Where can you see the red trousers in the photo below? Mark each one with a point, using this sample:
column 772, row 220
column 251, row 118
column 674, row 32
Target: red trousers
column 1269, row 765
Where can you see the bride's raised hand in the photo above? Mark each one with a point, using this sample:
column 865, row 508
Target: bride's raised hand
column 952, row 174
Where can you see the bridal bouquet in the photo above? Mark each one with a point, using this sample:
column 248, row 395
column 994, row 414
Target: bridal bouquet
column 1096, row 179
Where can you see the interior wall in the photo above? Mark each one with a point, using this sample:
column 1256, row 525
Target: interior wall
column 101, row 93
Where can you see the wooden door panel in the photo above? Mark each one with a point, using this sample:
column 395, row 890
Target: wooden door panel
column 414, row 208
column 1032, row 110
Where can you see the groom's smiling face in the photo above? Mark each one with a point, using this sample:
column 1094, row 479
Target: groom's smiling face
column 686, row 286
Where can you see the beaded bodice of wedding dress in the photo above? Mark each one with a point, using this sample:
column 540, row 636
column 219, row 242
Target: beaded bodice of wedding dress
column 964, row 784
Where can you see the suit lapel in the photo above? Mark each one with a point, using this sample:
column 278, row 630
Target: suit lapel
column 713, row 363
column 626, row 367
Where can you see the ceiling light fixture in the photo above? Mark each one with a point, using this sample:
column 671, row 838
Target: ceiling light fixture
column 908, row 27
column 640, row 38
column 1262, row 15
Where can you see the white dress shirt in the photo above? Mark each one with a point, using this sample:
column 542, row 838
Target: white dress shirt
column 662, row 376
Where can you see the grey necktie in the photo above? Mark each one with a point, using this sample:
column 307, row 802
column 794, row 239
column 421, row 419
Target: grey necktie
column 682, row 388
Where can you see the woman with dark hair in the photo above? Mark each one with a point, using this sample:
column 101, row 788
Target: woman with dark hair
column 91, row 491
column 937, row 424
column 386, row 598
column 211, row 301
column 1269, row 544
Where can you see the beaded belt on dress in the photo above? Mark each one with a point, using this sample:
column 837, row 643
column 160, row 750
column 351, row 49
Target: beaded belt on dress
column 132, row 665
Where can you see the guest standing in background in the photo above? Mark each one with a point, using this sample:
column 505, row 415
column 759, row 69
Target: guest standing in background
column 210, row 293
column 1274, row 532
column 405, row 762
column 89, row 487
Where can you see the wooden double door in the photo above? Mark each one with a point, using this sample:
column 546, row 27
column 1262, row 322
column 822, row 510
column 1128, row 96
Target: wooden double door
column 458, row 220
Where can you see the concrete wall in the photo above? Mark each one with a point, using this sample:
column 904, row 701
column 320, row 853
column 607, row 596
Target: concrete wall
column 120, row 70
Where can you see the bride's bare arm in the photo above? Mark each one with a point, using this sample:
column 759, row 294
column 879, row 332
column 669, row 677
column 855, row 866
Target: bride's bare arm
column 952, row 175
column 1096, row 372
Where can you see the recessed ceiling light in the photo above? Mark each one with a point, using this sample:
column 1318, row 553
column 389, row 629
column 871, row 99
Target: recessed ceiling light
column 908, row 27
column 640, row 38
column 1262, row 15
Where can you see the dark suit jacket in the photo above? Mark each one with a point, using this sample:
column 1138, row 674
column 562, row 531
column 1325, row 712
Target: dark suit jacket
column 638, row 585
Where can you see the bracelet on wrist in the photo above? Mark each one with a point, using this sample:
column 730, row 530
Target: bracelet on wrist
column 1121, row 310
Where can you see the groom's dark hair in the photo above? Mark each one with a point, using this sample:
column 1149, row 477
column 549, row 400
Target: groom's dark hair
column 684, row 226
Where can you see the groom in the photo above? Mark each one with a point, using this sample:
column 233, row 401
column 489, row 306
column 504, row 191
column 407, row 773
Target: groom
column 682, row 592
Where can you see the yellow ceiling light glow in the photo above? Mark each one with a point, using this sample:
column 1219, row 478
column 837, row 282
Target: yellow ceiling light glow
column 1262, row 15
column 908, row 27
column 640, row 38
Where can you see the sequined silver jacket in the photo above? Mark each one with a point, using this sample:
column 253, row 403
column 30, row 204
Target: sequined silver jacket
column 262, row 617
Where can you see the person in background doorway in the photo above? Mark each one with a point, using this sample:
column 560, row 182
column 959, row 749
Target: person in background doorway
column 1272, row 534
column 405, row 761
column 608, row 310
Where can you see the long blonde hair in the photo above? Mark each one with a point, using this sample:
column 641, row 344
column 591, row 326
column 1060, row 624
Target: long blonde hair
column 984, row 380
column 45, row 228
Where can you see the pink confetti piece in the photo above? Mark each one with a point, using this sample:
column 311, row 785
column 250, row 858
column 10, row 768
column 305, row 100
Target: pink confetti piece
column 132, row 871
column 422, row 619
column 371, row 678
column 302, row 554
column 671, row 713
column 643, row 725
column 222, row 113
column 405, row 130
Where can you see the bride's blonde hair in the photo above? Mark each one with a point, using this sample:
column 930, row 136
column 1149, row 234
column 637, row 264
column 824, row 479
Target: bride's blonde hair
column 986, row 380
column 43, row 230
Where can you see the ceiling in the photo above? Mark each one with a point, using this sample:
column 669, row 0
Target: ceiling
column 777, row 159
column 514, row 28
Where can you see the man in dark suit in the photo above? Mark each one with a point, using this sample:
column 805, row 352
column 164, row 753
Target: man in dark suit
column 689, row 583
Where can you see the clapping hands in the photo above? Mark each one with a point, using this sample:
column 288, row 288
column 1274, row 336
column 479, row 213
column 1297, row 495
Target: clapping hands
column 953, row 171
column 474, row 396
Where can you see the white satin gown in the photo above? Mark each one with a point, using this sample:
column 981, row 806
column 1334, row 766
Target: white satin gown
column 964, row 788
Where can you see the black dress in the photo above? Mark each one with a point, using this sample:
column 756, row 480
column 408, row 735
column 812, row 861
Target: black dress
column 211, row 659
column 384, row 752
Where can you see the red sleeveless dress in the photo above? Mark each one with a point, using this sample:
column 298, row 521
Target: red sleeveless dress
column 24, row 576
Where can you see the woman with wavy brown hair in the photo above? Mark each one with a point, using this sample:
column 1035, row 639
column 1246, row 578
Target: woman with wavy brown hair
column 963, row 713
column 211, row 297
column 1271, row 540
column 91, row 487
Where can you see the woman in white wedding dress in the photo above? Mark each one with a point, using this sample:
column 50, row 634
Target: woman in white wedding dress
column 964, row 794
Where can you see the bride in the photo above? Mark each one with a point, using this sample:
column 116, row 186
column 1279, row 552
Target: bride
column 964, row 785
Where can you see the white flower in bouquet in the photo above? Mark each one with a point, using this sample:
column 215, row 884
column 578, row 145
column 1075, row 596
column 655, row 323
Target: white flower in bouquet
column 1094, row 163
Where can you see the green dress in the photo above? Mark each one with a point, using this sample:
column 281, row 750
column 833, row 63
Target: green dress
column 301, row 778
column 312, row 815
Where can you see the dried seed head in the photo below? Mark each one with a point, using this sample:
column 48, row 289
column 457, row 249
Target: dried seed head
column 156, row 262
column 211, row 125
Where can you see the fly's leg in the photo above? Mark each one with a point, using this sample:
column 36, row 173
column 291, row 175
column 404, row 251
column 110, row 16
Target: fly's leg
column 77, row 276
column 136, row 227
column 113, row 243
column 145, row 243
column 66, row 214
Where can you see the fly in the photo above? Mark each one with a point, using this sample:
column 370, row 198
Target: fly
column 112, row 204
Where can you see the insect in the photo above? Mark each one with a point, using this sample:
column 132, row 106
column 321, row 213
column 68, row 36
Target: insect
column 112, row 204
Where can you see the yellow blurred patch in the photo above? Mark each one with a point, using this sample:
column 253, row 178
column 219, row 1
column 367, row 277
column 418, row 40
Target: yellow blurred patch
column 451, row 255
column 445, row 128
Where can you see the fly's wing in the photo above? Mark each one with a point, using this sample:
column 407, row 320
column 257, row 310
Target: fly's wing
──────────────────────────────
- _EXERCISE REQUIREMENTS_
Your answer must consist solely of the lines above between the line holding "column 30, row 204" and the line holding "column 305, row 100", inclusive, copied exactly.

- _TASK RESPONSE_
column 30, row 204
Target: sequined silver jacket
column 262, row 617
Where can you see the person in background doorway in the photo above? Mark each one with a point, using this sample:
column 560, row 182
column 959, row 749
Target: person in background doorway
column 1272, row 534
column 405, row 761
column 608, row 310
Where can you see the long blonde hair in the photo above? Mark each one with a point, using this sample:
column 641, row 344
column 591, row 326
column 1060, row 624
Target: long blonde hair
column 984, row 380
column 45, row 228
Where can you see the pink confetti piece in the photo above? Mark each one with a point, using this sample:
column 311, row 785
column 250, row 858
column 10, row 768
column 305, row 100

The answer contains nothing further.